WORK INSTRUCTION:
Copy all of the data below without altering a single line.

Data items:

_ _ _ _ _ _ _

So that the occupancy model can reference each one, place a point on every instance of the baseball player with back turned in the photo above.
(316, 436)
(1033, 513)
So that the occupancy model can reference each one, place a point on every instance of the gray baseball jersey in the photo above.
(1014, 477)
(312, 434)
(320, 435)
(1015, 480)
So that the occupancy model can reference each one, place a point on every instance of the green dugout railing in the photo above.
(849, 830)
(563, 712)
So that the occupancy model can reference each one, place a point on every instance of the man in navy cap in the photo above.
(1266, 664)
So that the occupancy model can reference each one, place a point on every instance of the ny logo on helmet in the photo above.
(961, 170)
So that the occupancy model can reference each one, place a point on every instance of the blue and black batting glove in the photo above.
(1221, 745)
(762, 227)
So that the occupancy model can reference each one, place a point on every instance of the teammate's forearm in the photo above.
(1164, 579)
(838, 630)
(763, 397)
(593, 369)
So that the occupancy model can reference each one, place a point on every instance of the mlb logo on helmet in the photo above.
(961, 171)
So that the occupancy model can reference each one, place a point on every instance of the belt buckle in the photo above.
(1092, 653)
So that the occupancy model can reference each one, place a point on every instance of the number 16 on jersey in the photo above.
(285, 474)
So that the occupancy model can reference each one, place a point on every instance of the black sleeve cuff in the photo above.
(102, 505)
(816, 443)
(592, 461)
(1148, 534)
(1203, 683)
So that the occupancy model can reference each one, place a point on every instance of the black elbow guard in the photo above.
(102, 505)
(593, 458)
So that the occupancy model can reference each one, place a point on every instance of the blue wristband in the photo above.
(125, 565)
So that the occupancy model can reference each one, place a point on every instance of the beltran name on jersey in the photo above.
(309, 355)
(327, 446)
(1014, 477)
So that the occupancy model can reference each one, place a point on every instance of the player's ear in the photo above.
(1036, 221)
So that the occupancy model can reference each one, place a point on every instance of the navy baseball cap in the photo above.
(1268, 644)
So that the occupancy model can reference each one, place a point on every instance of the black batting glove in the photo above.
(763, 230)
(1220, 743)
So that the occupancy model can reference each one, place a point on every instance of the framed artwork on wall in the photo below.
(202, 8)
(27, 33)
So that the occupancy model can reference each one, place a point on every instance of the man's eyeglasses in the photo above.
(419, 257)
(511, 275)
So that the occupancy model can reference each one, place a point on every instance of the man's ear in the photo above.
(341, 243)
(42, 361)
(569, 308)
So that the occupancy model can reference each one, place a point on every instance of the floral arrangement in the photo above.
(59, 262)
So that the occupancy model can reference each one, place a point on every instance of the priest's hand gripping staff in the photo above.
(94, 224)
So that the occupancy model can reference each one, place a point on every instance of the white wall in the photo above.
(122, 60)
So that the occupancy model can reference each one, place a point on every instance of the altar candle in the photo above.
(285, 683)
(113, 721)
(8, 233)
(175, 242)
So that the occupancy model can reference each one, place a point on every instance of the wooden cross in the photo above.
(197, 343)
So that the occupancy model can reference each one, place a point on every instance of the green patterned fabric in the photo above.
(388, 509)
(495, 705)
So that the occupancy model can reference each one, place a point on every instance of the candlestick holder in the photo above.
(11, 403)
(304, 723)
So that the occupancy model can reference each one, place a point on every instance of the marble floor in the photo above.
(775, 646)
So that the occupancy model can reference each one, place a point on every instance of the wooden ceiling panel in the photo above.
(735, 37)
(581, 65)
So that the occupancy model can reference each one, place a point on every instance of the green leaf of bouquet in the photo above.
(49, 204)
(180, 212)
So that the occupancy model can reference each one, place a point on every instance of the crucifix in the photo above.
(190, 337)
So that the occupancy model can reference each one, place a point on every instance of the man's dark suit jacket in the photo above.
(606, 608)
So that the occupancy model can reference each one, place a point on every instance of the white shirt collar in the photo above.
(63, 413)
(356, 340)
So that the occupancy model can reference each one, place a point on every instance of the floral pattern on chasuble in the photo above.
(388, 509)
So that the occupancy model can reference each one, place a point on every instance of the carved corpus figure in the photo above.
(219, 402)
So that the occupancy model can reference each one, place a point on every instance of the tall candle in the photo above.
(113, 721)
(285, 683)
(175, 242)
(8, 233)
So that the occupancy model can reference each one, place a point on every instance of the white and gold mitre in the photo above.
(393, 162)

_ _ _ _ _ _ _

RESULT OF THE EXERCISE:
So that the occupancy model can reference each one, place a point on every instance of the baseball player with back turned in the photo above.
(316, 436)
(1033, 513)
So that the occupancy model can reference each one, place a point on every instance of the gray baseball jersey in the photo above.
(1014, 477)
(312, 434)
(320, 435)
(1015, 480)
So that the occupancy model can reference each one, place a point on every instance of the green dugout railing in the photo above.
(849, 830)
(563, 712)
So that the occupancy model can reference each one, place a point on every instance of the man in navy cap in the photo above.
(1266, 664)
So that the occupancy model can reference each one, place a point on every instance of the ny logo on helmet in the photo above.
(961, 170)
So that the occupancy model can reference each one, place a point on every instance of the blue and black batting glove in the photo above.
(1221, 745)
(762, 227)
So that the occupancy model can reference each one, place a point on every instance of the teammate's forearm in the photo above.
(1164, 579)
(838, 630)
(763, 397)
(593, 369)
So that the occupancy model can reference each one, place a point on every instance of the mlb logo on helmet in the photo above.
(961, 171)
So that the occupancy model can reference each one, place a point on every instance of the belt buckle in the photo above.
(1092, 653)
So that the occupancy model can reference each one, place a point on every instance of the number 16 on jersey in the photo above.
(285, 474)
So that the occupancy model can reference each one, place a point on every instance of the black sleeve cuff in the photo above.
(102, 505)
(816, 443)
(592, 461)
(1148, 534)
(1203, 683)
So that the occupancy model can reference each one, place a point on every instance of the black elbow guard in the photo above.
(102, 505)
(593, 458)
So that the occupancy model can reference each one, place a point on every instance of the blue wristband in the photo above.
(125, 565)
So that the occupancy model can reference each one, place a point on every instance of the beltran name on jersey in the photo above.
(309, 355)
(327, 446)
(1014, 477)
So that the occupancy model can reference each one, place a point on every instance of the player's ear in the photo above.
(1036, 221)
So that the occupancy model can reference each one, place a point on every instance of the navy baseball cap in the photo above.
(1268, 644)
So that the occupancy model can reference each one, place a point on every instance of the black batting glove in the photo above.
(763, 230)
(1220, 743)
So that the occupancy model can reference each one, place a point on every instance of the framed artwork on wall in the photo below.
(202, 8)
(27, 33)
So that the occupancy model can reference each one, place a point on every instance of the man's eyeglasses in the photo above.
(419, 257)
(511, 275)
So that the occupancy model can reference each one, place a point on every instance of the man's ear in the photo above.
(341, 243)
(42, 361)
(569, 308)
So that the occupancy model can reference each one, place a point on every instance of the floral arrangement in the photo above.
(59, 262)
So that the occupancy model can reference each one, place a point on every instance of the priest's hand gripping staff in the photo above.
(94, 224)
So that the occupancy model can reference each one, place a point on every instance of the white wall in the photo above.
(122, 60)
So that the occupancy model can reference each one, place a point on every instance of the altar candle in the photo above.
(285, 683)
(113, 721)
(8, 233)
(175, 242)
So that the occupancy model can reference each one, place a point on every instance of the wooden cross in the photo above.
(197, 343)
So that the occupancy model can reference each one, place a point on every instance of the green patterned fabric in the photo above.
(388, 509)
(495, 705)
So that the occupancy model can reference each one, place a point on every instance of the candlestick holder in the photo above.
(11, 403)
(304, 723)
So that the occupancy model can reference each one, place a point on every instance of the marble floor in the photo above.
(775, 646)
So that the occupancy model can reference each one, place a point on every instance of the wooden ceiling panel in the photo above.
(735, 37)
(581, 65)
So that the occupancy model can reference each one, place a point on every instance of the green leaf of bouquet in the photo above.
(49, 204)
(180, 212)
So that the occupancy model can reference each one, place a point on every instance of the crucifix in the photo above.
(190, 337)
So that the occupancy model can reference each one, place a point on every instance of the man's dark suit jacket in the photo above.
(606, 608)
So that the occupancy model can reference each one, place a point on every instance of the white shirt collar in the photo above.
(63, 413)
(356, 340)
So that the occupancy model can reference each one, place a point on every instance of the floral pattern on chasuble in the photo above.
(388, 509)
So that the occupancy model can reference each one, place a point on every instance of the carved corpus figure in the photo above.
(219, 402)
So that the occupancy model can reference each one, place a point on every instance of the tall candle in the photo above.
(113, 721)
(285, 683)
(175, 242)
(8, 233)
So that the occupancy model can reference each one, place a point on every instance of the white and gold mitre in the photo above.
(393, 162)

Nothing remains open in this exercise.